• **Фрагмент текста**:
----------
11:04
Начало войны Германии против СССР не породило особого разнообразия в прогнозах. Спустя три года заместитель государственного секретаря США Уэллес вспоминал: «Даже самые высокие военные авторитеты в этой стране и в Британии не верили летом 1941 года, что Россия сможет сопротивляться жестоким атакам какое-нибудь значительное время». Военный министр США Стимсон в официальном документе на имя президента Рузвельта спустя два дня после нападения Гитлера вынес лаконичный приговор: «Германия будет всецело занята избиением России минимум месяц, а максимально, возможно, три месяца».
На фоне столь зловещих предсказаний странным выглядит поведение британского премьера Уинстона Черчилля. Получив в 8:00 утра сообщение о том, что войска вермахта развивают наступление вглубь советской территории, он заявил своему окружению, что в 21:00 выступит по «Би-би-си». Весь день Черчилль готовит речь, буквально не отрываясь от письменного стола, и завершает ее за 20 минут до эфира. Текст не оставляет сомнений - он не верит или не хочет верить в быстрое поражение России, отчетливо понимая, что овладение ресурсами СССР означает разгром и неизбежную оккупацию Британии.
В своих мемуарах Черчилль с полной убежденностью писал о том, что судьба Англии решалась накануне, в ноябре 1940 года, когда в ходе визита Молотова в Берлин Гитлер предложил заменить Пакт о ненападении Договором о тесном военно-политическом союзе. «Переговоры приняли форму проекта предложений Германии о присоединении Советской России к пакту трех держав за счет английских интересов на Востоке. И если бы Сталин принял этот план, то события, возможно, на время приняли бы иной оборот. Гитлер мог в любой момент отложить свои планы вторжения в Россию. Трудно себе даже представить, что произошло бы в результате вооруженного союза между великими континентальными империями…», - писал Черчилль.
Но теперь, в июне 1941 года, он не может допустить мысли о том, что обложенная со всех сторон смертельным врагом, хотя и выстоявшая в воздушной «Битве за Британию», его страна через какие-то два-три месяца услышит по радио звуки победного немецкого марша, доносящиеся не только из Европы, но теперь уже и из Москвы. Это было бы равносильно приговору, вынесенному Англии. Однако Черчилль хорошо помнил уроки первой мировой войны и подвиги Русской армии на ее фронтах по спасению союзников ценой героизма и большой крови. Занимая в те годы ответственные военные посты, Черчилль пристально следил за всем, что происходило на театре военных действий Восточного фронта кайзеровской Германии. Высокое личное мужество, врожденный аристократизм Черчилля, которые отмечают все современники, помогали ему разглядеть сходные качества у других, подкрепляя его надежды на то, что Россия, прошедшая трагическое для нее горнило революции, Гражданской войны и массовых репрессий, не утратила духа и способности к сопротивлению.
----------
• **Исходные данные**:
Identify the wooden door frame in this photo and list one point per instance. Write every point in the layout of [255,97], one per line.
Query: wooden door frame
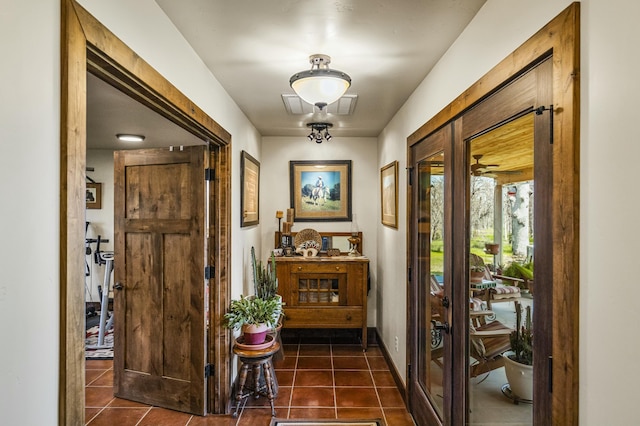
----------
• **Задание 1**:
Во сколько Черчилль собирался выступить по «Би-би-си», согласно тексту о Черчилле?
• **Задание 2**:
Назовите всех людей, упомянутых по фамилии в тексте о Черчилле.
• **Задание 3**:
Продолжите текст о Черчилле, начав сразу после его последнего предложения.

• **Ответ 1**:
В 21:00.

• **Ответ 2**:
Уэллес, Стимсон, Рузвельт, Черчилль, Гитлер, Молотов, Сталин.

• **Ответ 3**:
Начало радиообращения, которое, он знал, будет услышано и в Москве, и в Европе, звучало почти как исповедь. «Нацистскому режиму присущи худшие черты коммунизма. У него нет никаких устоев и принципов, кроме алчности и стремления к расовому господству. По своей жестокости и яростной агрессивности он превосходит все формы человеческой испорченности. За последние 25 лет никто не был более последовательным противником коммунизма, чем я. Я не возьму обратно ни одного слова, которое я сказал о нем».
На этом пассаже об отношении к коммунизму стоит остановиться и даже «усилить» его другим более поздним признанием Черчилля. В августе 1942 года британский премьер летел на переговоры по второму фронту в Москву. «Я размышлял о своей миссии в это… большевистское государство, которое я когда-то так настойчиво пытался задушить при его рождении», - писал он. Тем более примечательно в радиообращении 1941 года предостережение тем, кто уже тогда пытался поставить на одну доску Советский Союз и нацистскую Германию. Для Черчилля особенно была омерзительна теория расовой исключительности, этого краеугольного камня нацистской доктрины, чего нельзя было приписать советской идеологии; он также решительно проводит грань между понятиями: «режим» и «народ». Черчилль по своим взглядам был «почвенником», для которого идеологические надстройки не заслоняли народного характера, и только последний в его глазах определял судьбу самого народа и его роль в истории.
Продекларировав свой бескомпромиссный антикоммунизм, Черчилль утверждает, что «все это бледнеет перед развертывающимся сейчас зрелищем. Я вижу русских солдат, стоящих на пороге своей родной земли, охраняющих свои поля, которые их отцы обрабатывали с незапамятных времен. Я вижу их, охраняющих свои дома, где их матери и жены молятся, - да, ибо бывают времена, когда молятся все, - о безопасности своих близких, о возвращении своего кормильца, своего защитника и опоры. Я вижу десятки тысяч русских деревень, где средства к существованию с таким трудом вырываются у земли, но где существуют человеческие радости, где смеются девушки и играют дети».
Как видим, Черчилль имел представление и о «критическом» характере земледелия в России, и о неубитой молитвенности народа (это в стране, где осуществлялась государственная политика воинствующего безбожия!) Он, конечно, знал, что концлагеря в Германии забиты далеко не немцами, в них томятся совсем другие народы. В России жертвами репрессий и голодоморов стали в первую очередь русские и представители других коренных народов России и СССР. Для Черчилля был важен не только факт наличия тоталитарного режима, но и то, насколько глубоко он пустил корни в душе народа. Британский премьер рисует разительный, но совершенно реалистический контраст между Россией и надвигающейся на нее темной силой. «Я вижу, как на все это надвигается гнусная нацистская военная машина с ее щеголеватыми, бряцающими шпорами прусскими офицерами, с ее искусными агентами, только что усмирившими и связавшими по рукам и ногам десяток стран».
(продолжение следует)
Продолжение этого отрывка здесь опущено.